(Natural language region descriptions)
>>>>>

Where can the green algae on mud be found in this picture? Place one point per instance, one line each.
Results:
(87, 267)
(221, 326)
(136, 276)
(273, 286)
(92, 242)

<<<<<

Your goal: Set down every record above exactly as written.

Exercise output:
Where can the green algae on mud be found in this picture? Place one point per instance, one line each.
Results:
(87, 267)
(221, 326)
(136, 276)
(273, 286)
(92, 242)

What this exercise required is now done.